┌─ DATA SHOWN

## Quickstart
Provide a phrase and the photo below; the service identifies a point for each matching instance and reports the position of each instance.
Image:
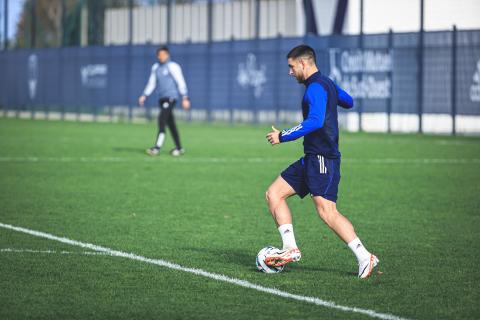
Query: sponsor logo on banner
(363, 74)
(250, 74)
(94, 75)
(475, 87)
(32, 75)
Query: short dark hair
(302, 51)
(162, 48)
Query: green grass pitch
(413, 199)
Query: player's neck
(310, 71)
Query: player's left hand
(185, 103)
(274, 136)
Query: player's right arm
(344, 99)
(151, 84)
(317, 99)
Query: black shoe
(153, 151)
(177, 152)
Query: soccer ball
(262, 266)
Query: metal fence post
(420, 69)
(208, 72)
(5, 24)
(360, 102)
(33, 22)
(454, 79)
(129, 58)
(390, 76)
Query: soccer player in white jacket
(166, 80)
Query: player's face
(162, 56)
(296, 69)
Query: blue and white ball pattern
(262, 266)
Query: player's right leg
(327, 210)
(162, 120)
(276, 197)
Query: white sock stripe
(160, 139)
(200, 272)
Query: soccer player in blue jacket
(318, 172)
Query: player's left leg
(162, 120)
(327, 210)
(176, 137)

└─

## EXERCISE
Every entry belongs in the answer exactly as written, but no picture does.

## ANSWER BOX
## Quickstart
Provide a phrase and the photo below; the service identifies a point for each matching instance and reports the position of each instance.
Image:
Query: sponsor logo on banner
(363, 74)
(250, 74)
(94, 75)
(475, 87)
(32, 75)
Query: short dark hair
(302, 51)
(162, 48)
Query: green grass pitch
(413, 199)
Query: player's neck
(310, 71)
Query: player's left hand
(185, 103)
(274, 136)
Query: player's right arm
(344, 99)
(151, 84)
(317, 99)
Query: black shoe
(153, 151)
(177, 152)
Query: soccer ball
(262, 266)
Query: metal fence post
(420, 69)
(208, 72)
(5, 24)
(360, 102)
(33, 22)
(454, 79)
(129, 58)
(390, 76)
Query: soccer player in white jacket
(166, 80)
Query: player's face
(162, 56)
(296, 69)
Query: blue and white ball pattern
(262, 266)
Query: player's right leg
(327, 210)
(162, 120)
(276, 197)
Query: white sock stripe
(160, 139)
(200, 272)
Query: soccer player in blue jacket
(318, 172)
Query: player's left leg
(162, 120)
(327, 210)
(176, 137)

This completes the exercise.